**Activity**
The lines to print are the one containing "of the ponytail" and every line after it through the end of the entries below. Print them exactly and nothing else.
**********
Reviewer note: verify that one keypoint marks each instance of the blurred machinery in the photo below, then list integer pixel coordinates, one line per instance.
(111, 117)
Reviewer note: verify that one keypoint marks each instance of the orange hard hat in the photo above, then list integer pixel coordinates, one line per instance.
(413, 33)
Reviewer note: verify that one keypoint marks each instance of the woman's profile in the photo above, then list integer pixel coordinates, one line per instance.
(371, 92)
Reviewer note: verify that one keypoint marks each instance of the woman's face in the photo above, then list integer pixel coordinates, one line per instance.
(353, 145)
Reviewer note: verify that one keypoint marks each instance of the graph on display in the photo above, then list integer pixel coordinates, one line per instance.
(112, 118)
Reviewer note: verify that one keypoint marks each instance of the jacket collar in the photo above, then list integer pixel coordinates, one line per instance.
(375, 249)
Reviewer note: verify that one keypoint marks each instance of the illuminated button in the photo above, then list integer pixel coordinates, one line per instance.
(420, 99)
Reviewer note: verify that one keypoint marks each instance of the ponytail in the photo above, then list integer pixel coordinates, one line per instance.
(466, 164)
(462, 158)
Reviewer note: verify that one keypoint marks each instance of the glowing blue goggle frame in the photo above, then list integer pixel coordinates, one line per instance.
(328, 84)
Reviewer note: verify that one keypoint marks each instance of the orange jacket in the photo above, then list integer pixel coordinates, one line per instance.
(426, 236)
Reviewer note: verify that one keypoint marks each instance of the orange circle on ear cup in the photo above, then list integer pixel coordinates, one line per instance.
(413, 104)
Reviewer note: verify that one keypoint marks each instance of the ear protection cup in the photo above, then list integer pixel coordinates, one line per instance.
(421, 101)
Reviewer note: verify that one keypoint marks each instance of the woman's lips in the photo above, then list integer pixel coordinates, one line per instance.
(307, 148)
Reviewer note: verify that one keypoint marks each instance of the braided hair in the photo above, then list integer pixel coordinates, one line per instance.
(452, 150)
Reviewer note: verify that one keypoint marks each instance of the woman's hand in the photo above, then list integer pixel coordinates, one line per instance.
**********
**Output of the task**
Reviewer note: verify that one keypoint marks each instance of the ponytail in the photo above, then list integer pixel coordinates, one line per instance.
(466, 164)
(462, 158)
Reviewer note: verify that one keypoint marks each instance of the glowing blue goggle frame in the photo above, then list integer pixel coordinates, one line per instance.
(328, 84)
Reviewer note: verify that one keypoint marks each instance of the orange jacket in the photo above, then list integer pixel coordinates, one line per instance.
(426, 236)
Reviewer note: verify that one keypoint marks each instance of the orange circle on ear cup in the photo above, then list integer pixel coordinates, one line per instance.
(413, 104)
Reviewer note: verify that one keypoint marks each instance of the ear protection cup in the photo above, then list integer pixel coordinates, one line per instance.
(421, 101)
Reviewer note: verify that one keypoint marks each instance of the woman's lips in the photo above, then list integer pixel coordinates, one line per instance.
(307, 148)
Reviewer note: verify that one keypoint marks each instance of the braided hair in the photo above, then list integer pixel coordinates, one line per instance.
(452, 150)
Reviewer note: verify that one keypoint marks each instance of the woman's hand in the photo above, then list integer pixel coordinates, one line per instance.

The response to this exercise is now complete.